Please copy out all of the items below, requests and all, scaling every coordinate in the answers by 0.95 and rounding each result to a whole number, with halves rounded up.

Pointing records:
▶

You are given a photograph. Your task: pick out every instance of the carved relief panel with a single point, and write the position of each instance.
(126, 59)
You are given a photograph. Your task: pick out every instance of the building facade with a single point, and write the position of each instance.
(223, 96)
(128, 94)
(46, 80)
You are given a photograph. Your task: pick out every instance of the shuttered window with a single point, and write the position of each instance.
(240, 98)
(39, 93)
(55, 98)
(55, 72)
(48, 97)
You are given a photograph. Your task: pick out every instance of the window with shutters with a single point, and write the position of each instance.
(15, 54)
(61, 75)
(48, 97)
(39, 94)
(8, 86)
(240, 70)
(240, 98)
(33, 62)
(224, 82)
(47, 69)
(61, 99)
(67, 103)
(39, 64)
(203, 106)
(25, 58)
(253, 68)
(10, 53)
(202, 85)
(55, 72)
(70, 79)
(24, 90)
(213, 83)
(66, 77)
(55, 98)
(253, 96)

◀

**Answer for this exercise**
You are given a photograph. Your task: pick out every instance of the carved relief panel with a single point, and write the position of each instance.
(120, 56)
You are given a photograph. Your task: pick out every instance of the building facade with a single point, and write the position of each instance.
(212, 91)
(122, 89)
(44, 76)
You are given a photograph. Your task: pick out every instance of the shuttered window with a single point, and write the position of each instance.
(228, 93)
(37, 88)
(52, 93)
(52, 68)
(46, 92)
You are given a photograph. Your task: pick out every instance of the window with shutters with a single point, and write the position of each instance.
(14, 51)
(58, 71)
(46, 92)
(37, 89)
(8, 82)
(228, 67)
(228, 93)
(31, 59)
(213, 78)
(45, 66)
(58, 94)
(64, 98)
(37, 61)
(193, 101)
(24, 55)
(240, 65)
(10, 50)
(192, 81)
(52, 68)
(67, 75)
(23, 86)
(202, 79)
(63, 73)
(52, 93)
(240, 91)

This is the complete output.